[Saved data entries]
——————————

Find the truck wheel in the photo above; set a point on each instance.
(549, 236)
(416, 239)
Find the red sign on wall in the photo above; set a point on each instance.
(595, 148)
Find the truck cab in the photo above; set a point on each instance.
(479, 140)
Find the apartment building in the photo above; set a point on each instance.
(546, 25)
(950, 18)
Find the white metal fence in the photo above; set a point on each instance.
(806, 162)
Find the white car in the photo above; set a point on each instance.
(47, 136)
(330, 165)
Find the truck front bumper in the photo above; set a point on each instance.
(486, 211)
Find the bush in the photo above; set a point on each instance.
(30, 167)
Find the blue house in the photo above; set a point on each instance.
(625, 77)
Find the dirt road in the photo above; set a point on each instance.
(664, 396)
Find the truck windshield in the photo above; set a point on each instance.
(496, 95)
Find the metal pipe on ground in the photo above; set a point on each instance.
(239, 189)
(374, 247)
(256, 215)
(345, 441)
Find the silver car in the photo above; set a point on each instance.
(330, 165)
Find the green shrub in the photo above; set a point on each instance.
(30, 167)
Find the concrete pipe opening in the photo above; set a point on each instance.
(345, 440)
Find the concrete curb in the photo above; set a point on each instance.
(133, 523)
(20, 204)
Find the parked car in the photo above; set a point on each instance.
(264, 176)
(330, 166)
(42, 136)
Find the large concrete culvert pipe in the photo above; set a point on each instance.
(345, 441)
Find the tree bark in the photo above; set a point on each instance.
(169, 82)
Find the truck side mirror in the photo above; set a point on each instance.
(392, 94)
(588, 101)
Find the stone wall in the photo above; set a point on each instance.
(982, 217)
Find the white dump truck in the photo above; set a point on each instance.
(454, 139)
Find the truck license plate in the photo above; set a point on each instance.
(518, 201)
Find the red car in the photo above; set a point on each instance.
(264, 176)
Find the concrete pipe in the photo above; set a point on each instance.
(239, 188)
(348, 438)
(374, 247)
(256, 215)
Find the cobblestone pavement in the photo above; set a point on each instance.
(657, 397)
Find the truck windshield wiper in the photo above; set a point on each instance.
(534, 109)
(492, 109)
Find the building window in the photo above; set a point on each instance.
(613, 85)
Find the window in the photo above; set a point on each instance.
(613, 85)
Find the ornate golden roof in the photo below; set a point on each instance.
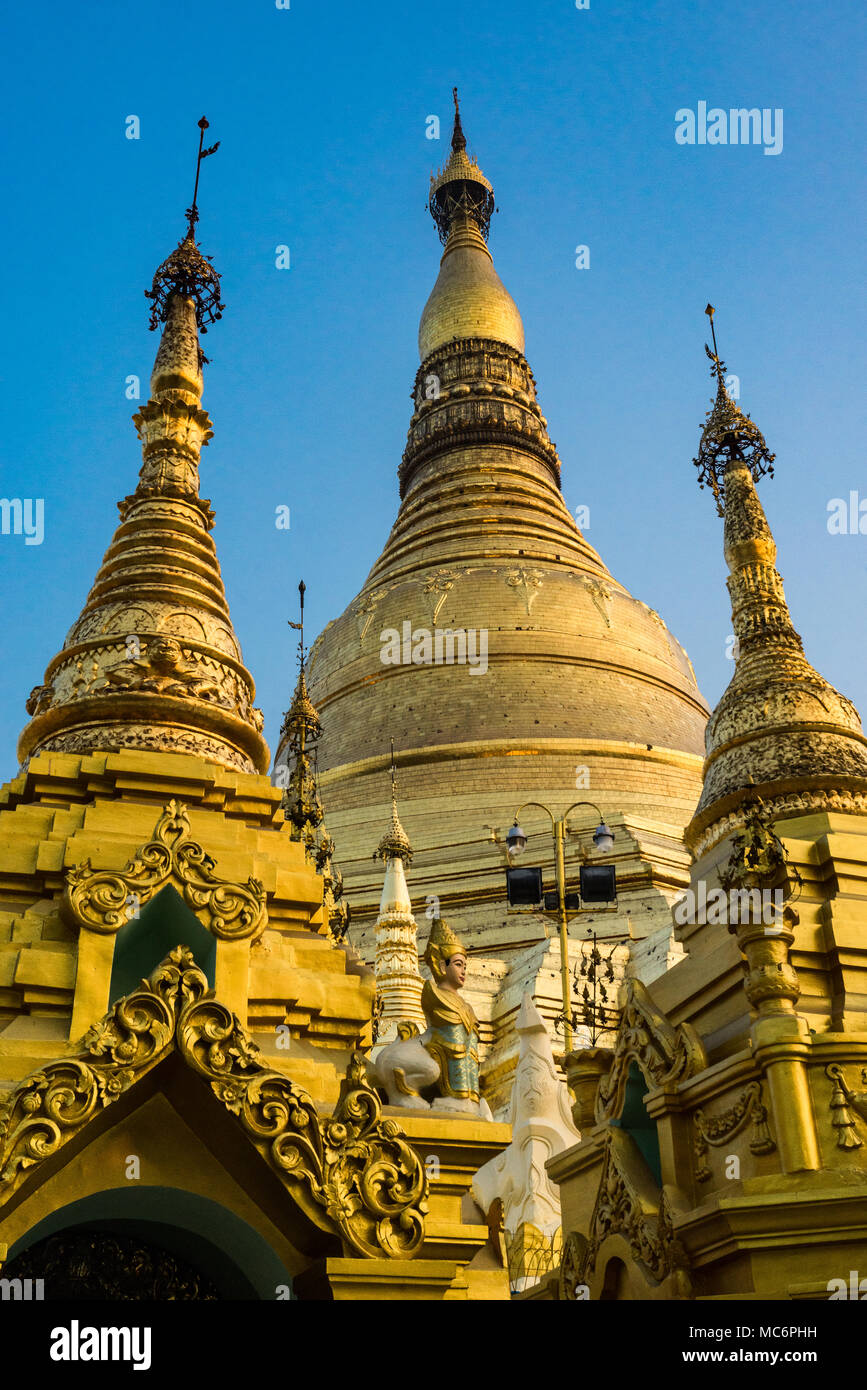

——————————

* **What to do**
Starting at the line that contains "Find the tree" and ending with the last line of the data, transcribe every line exactly; skip the pictures.

* **Written solution**
Find the tree bark in the photo above; set a point on each instance.
(169, 82)
Find the truck side mirror in the photo above; set a point on each instance.
(392, 94)
(588, 101)
Find the stone wall in the photo above; set a point on each instance.
(982, 217)
Find the white dump truck in the photo above; set a point on each instance.
(454, 139)
Find the truck license plate in the photo above; set a point on each instance.
(518, 201)
Find the red car in the photo above; set a point on each instance.
(264, 176)
Find the concrete pipe in the photo above; set a point on each instance.
(239, 188)
(348, 438)
(374, 247)
(256, 215)
Find the cobblestone pavement in the photo above; set a point on each instance.
(657, 397)
Find the truck windshield wiper in the photo above; set a point on each instance.
(534, 109)
(492, 109)
Find the building window in the photo above; set a point on each instance.
(613, 85)
Find the window in the photo above; set a point on each instance.
(613, 85)
Find the ornate golden roof in the photo below; set a point on each instance.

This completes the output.